REQUIRED ACTION:
Can you transcribe the entire test station post below, word for word?
*** TEXT UNDER STUDY ***
A test station for manual tests

Analysis could be complete now. I guess I understand how to calculate terrains using the Diamond-Square algorithm. I even can generate all kinds of examples for automated tests. They only suffer from one flaw: they are small. Setting up an Excel sheet for matrixes larger than 5×5 is prohibitive. So what about examples of size 9×9 or even 1025×1025?

There won’t be any. Sorry. That’s one of the reasons Robert C. Martin picked the algorithm for his TDD lesson. You cannot exhaustively check the result of the solution using examples. You need to find another way to gain confidence in your code. But that’s a matter of the phases after analysis.

So how could I check the correctness or rather „fitness“ of larger terrains? There’s no way I can do that precisely, i.e. by cell value, but I can at least check the overall visual impression of a terrain. In the end terrains are generated to be looked at, anyway. I don’t care for values but for visual appeal :-) Do the terrains look realistic or at least interesting?

To easily check that I set up a special test station for the algorithm. It generates terrains based on manually entered input values and shows them as a bitmap:

For the transformation of a floating point array into a bitmap I have to create a small mapper (Heatmap), though. It translates the terrain data into rainbow colors. But the effort for this is compensated by the ease with which I can check terrain generations at any time.

Get_input() reads some data from the console. The second parameter is the default value in case the user just presses ENTER.

Setting up such a test station might look like too much for such a small problem. But at least I would really like to see the terrains that get produced, not just floating point arrays. Since I don’t know graphics frameworks to render float arrays, I’m doing the translation myself.
*** End of TEXT UNDER STUDY ***
*** PROVIDED MATERIAL ***
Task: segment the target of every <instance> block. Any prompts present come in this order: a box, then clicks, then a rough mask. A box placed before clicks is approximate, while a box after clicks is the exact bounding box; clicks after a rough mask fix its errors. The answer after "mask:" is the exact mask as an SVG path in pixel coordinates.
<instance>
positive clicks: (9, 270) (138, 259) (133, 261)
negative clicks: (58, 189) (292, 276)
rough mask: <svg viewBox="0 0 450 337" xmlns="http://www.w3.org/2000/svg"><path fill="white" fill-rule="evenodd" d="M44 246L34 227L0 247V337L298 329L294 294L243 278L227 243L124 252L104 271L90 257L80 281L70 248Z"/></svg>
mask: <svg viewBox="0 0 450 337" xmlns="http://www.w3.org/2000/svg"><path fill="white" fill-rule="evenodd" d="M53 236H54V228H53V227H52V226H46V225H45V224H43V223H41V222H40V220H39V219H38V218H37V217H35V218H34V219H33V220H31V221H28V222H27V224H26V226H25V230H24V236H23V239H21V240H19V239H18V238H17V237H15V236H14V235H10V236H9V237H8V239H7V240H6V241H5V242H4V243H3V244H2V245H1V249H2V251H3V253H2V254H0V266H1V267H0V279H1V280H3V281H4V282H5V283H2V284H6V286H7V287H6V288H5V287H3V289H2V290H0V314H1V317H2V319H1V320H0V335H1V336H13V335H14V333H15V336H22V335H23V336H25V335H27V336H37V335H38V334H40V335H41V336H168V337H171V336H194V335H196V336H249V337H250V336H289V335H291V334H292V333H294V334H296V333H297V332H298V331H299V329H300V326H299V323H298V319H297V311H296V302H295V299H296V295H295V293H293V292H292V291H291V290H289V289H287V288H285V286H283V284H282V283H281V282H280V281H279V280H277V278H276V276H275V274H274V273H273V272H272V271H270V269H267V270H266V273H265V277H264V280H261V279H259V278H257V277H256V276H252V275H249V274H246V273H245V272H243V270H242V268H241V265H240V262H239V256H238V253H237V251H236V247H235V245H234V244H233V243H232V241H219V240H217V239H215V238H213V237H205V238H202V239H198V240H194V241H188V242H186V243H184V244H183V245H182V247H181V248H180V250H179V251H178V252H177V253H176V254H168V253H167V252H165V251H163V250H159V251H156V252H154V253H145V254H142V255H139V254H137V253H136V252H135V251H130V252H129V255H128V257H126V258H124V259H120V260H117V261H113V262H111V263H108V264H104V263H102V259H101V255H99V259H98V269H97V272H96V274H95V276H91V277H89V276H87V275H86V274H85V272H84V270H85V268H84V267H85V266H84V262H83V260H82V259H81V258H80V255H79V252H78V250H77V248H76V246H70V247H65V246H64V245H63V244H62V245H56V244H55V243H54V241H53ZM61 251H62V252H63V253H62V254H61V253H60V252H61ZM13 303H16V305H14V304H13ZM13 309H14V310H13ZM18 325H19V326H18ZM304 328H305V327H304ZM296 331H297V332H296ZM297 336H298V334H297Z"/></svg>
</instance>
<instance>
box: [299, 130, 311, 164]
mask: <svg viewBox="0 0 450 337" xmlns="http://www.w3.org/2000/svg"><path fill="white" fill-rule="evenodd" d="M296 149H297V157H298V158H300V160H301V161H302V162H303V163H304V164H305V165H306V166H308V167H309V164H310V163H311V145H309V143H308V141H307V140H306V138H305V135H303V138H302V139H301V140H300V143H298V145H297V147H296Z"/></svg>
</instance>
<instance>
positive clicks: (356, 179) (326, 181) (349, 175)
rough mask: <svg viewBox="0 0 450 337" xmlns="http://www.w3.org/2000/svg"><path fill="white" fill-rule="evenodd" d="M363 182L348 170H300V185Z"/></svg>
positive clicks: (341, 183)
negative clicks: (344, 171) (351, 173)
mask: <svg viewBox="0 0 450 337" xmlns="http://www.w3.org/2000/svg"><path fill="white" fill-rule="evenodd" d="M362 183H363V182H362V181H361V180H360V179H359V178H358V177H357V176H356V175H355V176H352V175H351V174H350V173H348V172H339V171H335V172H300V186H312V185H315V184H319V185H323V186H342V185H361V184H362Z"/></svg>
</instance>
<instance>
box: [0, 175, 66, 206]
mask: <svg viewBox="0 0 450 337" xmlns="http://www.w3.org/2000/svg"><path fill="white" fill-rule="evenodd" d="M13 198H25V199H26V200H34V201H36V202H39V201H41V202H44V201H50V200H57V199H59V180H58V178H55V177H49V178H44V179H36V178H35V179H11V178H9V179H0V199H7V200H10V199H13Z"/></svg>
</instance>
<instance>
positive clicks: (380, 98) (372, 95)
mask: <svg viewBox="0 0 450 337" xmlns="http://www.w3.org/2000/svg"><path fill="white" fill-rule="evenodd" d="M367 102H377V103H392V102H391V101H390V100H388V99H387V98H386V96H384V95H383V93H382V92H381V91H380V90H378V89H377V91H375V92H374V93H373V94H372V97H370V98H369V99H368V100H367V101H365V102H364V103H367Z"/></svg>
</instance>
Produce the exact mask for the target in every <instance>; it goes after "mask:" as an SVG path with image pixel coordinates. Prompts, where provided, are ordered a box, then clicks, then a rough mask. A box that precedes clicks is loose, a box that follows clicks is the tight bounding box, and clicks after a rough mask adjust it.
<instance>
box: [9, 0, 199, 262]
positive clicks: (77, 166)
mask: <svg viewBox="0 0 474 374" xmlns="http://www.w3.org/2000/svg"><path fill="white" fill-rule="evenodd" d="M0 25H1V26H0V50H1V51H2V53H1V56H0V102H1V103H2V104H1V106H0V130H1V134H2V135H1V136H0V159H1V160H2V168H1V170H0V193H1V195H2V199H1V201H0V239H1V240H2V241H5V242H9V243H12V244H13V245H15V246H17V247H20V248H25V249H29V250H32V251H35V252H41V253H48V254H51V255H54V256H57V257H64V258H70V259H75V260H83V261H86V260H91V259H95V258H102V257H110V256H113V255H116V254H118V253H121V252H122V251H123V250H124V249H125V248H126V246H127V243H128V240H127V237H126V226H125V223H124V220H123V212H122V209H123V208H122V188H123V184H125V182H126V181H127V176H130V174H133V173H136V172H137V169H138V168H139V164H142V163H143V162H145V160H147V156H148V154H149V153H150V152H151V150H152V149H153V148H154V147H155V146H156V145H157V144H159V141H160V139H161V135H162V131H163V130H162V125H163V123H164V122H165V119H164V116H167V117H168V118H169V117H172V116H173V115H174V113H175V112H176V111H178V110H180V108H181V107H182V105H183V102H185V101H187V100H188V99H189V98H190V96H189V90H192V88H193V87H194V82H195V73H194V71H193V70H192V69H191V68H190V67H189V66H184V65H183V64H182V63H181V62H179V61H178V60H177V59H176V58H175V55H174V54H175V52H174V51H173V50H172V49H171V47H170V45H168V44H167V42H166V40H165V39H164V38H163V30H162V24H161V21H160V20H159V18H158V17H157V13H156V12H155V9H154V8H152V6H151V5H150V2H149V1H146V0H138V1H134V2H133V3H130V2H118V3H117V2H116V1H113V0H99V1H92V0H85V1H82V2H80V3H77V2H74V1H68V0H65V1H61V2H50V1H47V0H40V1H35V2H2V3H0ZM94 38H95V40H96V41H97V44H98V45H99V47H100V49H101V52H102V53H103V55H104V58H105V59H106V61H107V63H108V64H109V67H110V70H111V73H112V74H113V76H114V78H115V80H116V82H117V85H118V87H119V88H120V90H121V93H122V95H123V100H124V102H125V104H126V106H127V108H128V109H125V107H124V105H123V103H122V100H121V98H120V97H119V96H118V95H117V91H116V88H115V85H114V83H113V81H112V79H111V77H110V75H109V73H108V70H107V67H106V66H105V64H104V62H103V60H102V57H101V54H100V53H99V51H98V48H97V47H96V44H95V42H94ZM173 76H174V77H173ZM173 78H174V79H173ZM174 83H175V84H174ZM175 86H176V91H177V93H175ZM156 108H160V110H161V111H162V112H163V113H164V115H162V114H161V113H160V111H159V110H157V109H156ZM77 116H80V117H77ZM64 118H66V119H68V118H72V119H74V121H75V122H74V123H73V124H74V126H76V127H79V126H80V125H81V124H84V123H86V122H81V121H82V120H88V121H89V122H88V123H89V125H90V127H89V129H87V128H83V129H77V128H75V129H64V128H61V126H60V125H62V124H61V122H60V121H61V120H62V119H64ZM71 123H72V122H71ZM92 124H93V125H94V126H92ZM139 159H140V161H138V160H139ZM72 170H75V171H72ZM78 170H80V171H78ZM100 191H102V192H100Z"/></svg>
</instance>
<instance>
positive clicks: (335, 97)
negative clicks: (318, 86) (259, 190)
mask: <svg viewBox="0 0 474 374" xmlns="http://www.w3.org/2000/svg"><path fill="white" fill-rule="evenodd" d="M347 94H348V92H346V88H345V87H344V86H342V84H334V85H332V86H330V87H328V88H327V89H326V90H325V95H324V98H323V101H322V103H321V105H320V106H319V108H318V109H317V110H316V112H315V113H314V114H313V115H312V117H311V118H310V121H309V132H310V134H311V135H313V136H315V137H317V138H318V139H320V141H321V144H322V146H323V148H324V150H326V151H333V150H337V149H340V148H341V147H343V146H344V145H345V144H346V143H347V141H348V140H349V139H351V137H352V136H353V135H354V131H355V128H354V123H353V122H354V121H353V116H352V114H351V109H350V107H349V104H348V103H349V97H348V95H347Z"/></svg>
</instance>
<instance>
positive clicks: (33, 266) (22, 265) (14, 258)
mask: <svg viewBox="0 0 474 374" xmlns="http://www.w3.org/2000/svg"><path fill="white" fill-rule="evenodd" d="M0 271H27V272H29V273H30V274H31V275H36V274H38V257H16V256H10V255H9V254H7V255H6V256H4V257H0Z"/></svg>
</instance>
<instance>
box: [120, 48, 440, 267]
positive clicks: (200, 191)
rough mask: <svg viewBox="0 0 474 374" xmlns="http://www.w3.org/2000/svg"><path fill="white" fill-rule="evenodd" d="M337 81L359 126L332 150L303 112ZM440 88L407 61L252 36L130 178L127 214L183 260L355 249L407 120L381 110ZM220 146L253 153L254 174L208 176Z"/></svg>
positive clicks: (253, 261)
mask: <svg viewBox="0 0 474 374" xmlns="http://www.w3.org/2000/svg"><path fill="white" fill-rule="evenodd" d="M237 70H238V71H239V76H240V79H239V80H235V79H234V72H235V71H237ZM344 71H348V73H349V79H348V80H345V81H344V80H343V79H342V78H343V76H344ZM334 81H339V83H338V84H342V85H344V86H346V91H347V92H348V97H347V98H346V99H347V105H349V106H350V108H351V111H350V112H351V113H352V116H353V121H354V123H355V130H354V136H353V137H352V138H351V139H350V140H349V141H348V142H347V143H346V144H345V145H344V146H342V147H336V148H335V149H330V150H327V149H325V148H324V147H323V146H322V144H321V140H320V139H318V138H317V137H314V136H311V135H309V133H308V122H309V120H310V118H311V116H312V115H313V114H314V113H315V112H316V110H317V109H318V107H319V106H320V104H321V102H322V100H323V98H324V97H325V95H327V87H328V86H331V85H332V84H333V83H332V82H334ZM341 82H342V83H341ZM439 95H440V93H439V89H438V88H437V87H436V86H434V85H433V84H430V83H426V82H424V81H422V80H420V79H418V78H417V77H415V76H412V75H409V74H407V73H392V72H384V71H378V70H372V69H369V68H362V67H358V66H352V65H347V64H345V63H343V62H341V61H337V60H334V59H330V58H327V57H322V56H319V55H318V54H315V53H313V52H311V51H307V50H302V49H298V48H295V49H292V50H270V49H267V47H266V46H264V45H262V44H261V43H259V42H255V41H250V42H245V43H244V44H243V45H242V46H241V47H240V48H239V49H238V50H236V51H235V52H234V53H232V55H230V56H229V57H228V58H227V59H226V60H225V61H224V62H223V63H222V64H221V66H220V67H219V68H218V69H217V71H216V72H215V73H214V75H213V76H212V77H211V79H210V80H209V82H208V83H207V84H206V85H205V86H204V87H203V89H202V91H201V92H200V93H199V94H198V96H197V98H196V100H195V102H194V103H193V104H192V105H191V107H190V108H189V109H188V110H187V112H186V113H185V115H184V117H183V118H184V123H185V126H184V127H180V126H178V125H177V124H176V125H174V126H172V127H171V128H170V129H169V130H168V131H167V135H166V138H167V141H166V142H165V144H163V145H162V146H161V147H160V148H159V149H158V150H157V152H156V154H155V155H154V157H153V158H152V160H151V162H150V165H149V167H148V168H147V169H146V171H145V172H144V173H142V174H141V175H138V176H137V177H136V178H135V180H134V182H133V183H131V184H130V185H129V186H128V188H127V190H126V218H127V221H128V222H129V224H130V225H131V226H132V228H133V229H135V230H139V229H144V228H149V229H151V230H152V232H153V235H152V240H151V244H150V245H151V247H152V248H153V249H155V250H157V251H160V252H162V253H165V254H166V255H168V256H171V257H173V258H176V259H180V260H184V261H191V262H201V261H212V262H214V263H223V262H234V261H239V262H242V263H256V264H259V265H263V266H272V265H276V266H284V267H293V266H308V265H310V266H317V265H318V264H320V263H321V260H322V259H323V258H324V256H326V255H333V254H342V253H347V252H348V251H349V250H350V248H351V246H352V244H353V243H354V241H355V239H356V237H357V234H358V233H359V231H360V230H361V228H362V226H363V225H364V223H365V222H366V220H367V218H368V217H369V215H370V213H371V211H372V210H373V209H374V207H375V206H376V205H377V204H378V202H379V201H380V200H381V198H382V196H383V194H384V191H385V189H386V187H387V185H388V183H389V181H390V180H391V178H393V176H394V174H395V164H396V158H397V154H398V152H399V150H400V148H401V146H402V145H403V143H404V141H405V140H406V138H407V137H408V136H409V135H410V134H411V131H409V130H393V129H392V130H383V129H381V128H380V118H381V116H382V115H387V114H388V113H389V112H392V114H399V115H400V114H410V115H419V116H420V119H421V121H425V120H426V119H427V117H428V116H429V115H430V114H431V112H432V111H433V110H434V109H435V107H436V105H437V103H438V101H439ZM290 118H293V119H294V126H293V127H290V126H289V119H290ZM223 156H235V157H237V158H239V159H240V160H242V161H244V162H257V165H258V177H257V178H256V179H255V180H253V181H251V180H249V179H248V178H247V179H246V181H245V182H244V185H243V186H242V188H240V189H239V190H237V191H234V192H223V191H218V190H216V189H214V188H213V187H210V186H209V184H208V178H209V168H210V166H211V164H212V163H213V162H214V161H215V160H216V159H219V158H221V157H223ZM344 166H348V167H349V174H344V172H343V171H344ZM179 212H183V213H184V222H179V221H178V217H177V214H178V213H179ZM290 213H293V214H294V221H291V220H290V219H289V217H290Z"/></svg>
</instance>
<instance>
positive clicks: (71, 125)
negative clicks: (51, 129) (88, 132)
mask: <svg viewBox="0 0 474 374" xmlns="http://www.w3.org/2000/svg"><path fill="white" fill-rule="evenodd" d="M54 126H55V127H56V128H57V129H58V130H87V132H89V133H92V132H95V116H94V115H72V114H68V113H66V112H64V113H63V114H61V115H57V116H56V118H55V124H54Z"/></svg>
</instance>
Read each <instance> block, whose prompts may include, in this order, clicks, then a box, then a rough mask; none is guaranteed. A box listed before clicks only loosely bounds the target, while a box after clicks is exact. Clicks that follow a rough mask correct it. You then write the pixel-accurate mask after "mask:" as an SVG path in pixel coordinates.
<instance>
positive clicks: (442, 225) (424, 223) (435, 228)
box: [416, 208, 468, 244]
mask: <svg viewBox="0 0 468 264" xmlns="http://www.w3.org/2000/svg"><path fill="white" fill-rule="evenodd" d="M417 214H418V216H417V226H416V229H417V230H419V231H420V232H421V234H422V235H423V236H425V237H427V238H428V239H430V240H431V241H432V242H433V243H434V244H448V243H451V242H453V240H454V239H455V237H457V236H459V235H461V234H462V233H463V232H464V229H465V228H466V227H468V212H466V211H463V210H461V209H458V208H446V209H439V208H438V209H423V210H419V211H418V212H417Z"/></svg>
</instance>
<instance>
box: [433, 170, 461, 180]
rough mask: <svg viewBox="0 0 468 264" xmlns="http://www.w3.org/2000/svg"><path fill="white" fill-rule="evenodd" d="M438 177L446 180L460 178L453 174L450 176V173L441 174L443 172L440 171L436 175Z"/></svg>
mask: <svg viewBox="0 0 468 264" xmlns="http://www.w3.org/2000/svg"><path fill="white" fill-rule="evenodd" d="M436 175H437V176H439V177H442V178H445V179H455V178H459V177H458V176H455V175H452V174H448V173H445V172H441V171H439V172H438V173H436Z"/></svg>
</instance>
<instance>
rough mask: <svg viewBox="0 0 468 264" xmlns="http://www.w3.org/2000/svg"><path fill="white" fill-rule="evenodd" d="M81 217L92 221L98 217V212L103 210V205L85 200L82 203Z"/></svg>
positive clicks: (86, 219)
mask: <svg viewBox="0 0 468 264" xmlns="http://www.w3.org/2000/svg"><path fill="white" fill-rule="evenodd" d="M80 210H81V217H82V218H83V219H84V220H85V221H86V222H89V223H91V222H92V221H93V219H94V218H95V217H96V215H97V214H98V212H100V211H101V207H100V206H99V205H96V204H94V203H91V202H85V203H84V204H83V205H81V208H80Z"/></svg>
*** End of PROVIDED MATERIAL ***
ANSWER:
A test station for manual tests

Analysis could be complete now. I guess I understand how to calculate terrains using the Diamond-Square algorithm. I even can generate all kinds of examples for automated tests. They only suffer from one flaw: they are small. Setting up an Excel sheet for matrixes larger than 5×5 is prohibitive. So what about examples of size 9×9 or even 1025×1025?

There won’t be any. Sorry. That’s one of the reasons Robert C. Martin picked the algorithm for his TDD lesson. You cannot exhaustively check the result of the solution using examples. You need to find another way to gain confidence in your code. But that’s a matter of the phases after analysis.

So how could I check the correctness or rather „fitness“ of larger terrains? There’s no way I can do that precisely, i.e. by cell value, but I can at least check the overall visual impression of a terrain. In the end terrains are generated to be looked at, anyway. I don’t care for values but for visual appeal :-) Do the terrains look realistic or at least interesting?

To easily check that I set up a special test station for the algorithm. It generates terrains based on manually entered input values and shows them as a bitmap:

For the transformation of a floating point array into a bitmap I have to create a small mapper (Heatmap), though. It translates the terrain data into rainbow colors. But the effort for this is compensated by the ease with which I can check terrain generations at any time.

Get_input() reads some data from the console. The second parameter is the default value in case the user just presses ENTER.

Setting up such a test station might look like too much for such a small problem. But at least I would really like to see the terrains that get produced, not just floating point arrays. Since I don’t know graphics frameworks to render float arrays, I’m doing the translation myself.